— SOURCE TEXT —
The Wave Pictures are an English rock band consisting of David Tattersall (vocals and guitar), Franic Rozycki (bass guitar) and Jonny Helm (drums).

==Background==
The band has its origins in a group called Blind Summit, which David and Franic formed with Hugh Noble in Wymeswold, near Loughborough in Leicestershire, in 1998. The band changed its name to the Wave Pictures and Hugh was eventually permanently replaced by Jonny Helm. They recorded and self-released a string of albums before settling in London.

The Guardian has described their work as "charming, witty pop songs shot through with Jonathan Richman's gawky glee and Suede's doomed provincial romanticism... They owe a certain debt to The Smiths, and Tattersall has Morrissey's knack of marrying the ridiculous and the sublime".

The band is closely linked to artists Darren Hayman (formerly of Hefner), Herman Dune, Daniel Johnston, Jeffrey Lewis and the Mountain Goats, all of whom they have collaborated with live and on record.

In 2014, Billy Childish produced, played on and co-wrote (with Dave Tattersall) most of the songs on Great Big Flamingo Burning Moon.

Their 2016 album, A Season in Hull, was recorded live using a single microphone and released on vinyl only.

Tattersall and Rozycki also began a side project, the Surfing Magazines, with Slow Club member Charles Watson, releasing their first self-titled album in 2017 and then another, The Badgers of Wymeswold, in 2021.

==Discography==

===Studio albums===
- Just Watch Your Friends Don't Get You (2003)
- More Street, Less TV (2003)
- The Airplanes at Brescia (2004)
- The Hawaiian Open Mic Night (2005)
- Catching Light: the Songs of André Herman Düne (2006)
- Sophie (2006)
- Instant Coffee Baby (2008)
- If You Leave It Alone (2009)
- Susan Rode the Cyclone (2010)
- Beer in the Breakers (2011)
- Long Black Cars (2012)
- The Songs of Jason Molina (2013)
- City Forgiveness (2013)
- Great Big Flamingo Burning Moon (2015)
- A Season in Hull (2016)
- Bamboo Diner in the Rain (2016)
- Brushes with Happiness (2018)
- Look Inside Your Heart (2018)
- When the Purple Emperor Spreads His Wings (2022)
- Gained / Lost (2026)

===Singles/EPs===
- "We Dress Up Like Snowmen"/"Now You Are Pregnant" (2007)
- "I Love You Like a Madman" (2008)
- "Strange Fruit for David" (2008)
- "Just Like a Drummer" (2008)
- Pigeon EP (2008)
- "If You Leave It Alone" (2009)
- "If I Should Fall Behind" (2009) (b/w Darren Hayman "Girls in Their Summer Clothes", Bruce Springsteen tribute)
- "Watching Charlie's Angels" (2009)
- "Strawberry Cables" (2009)
- Sweetheart EP (2010)
- "Johnny Helm Sings" (2010)
- "I Know I Fucked Up / Who Hung the Monkey" (2011, Belka / Fortuna Pop!) – with Darren Hayman
- "Little Surprise" (2011)

— REQUIRED TASK A —
Update the Wave Pictures text starting with "- Beer in the" and going on through "His Wings (2022)", using "Bamboo Cafe" in place of "Bamboo Diner".
— REQUIRED TASK B —
Answer these questions about the Wave Pictures text.
(i) Where did David and Franic form Blind Summit with Hugh Noble?
(ii) How was A Season in Hull recorded?
(iii) Which Slow Club member joined Tattersall and Rozycki in the Surfing Magazines?

— DATA PROVIDED —
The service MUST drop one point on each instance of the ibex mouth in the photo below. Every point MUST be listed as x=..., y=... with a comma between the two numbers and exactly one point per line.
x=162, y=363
...
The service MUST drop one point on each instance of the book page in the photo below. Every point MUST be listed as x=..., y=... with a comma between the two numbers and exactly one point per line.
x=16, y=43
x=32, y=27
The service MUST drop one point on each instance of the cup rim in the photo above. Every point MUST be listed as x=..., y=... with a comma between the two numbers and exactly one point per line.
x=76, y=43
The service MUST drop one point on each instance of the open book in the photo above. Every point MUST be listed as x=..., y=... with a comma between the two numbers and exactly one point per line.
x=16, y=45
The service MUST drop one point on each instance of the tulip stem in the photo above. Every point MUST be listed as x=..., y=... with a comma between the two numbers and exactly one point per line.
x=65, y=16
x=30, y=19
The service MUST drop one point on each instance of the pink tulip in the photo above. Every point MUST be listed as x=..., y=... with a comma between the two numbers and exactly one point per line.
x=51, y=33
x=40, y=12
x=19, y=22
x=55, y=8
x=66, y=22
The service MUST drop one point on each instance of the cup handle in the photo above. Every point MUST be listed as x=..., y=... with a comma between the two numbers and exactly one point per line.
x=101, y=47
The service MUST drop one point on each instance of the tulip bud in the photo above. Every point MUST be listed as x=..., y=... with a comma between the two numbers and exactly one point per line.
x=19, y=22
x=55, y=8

— PROBLEM SOLUTION A —
- Beer in the Breakers (2011)
- Long Black Cars (2012)
- The Songs of Jason Molina (2013)
- City Forgiveness (2013)
- Great Big Flamingo Burning Moon (2015)
- A Season in Hull (2016)
- Bamboo Cafe in the Rain (2016)
- Brushes with Happiness (2018)
- Look Inside Your Heart (2018)
- When the Purple Emperor Spreads His Wings (2022)

— PROBLEM SOLUTION B —
(i) In Wymeswold, near Loughborough in Leicestershire.
(ii) It was recorded live using a single microphone.
(iii) Charles Watson.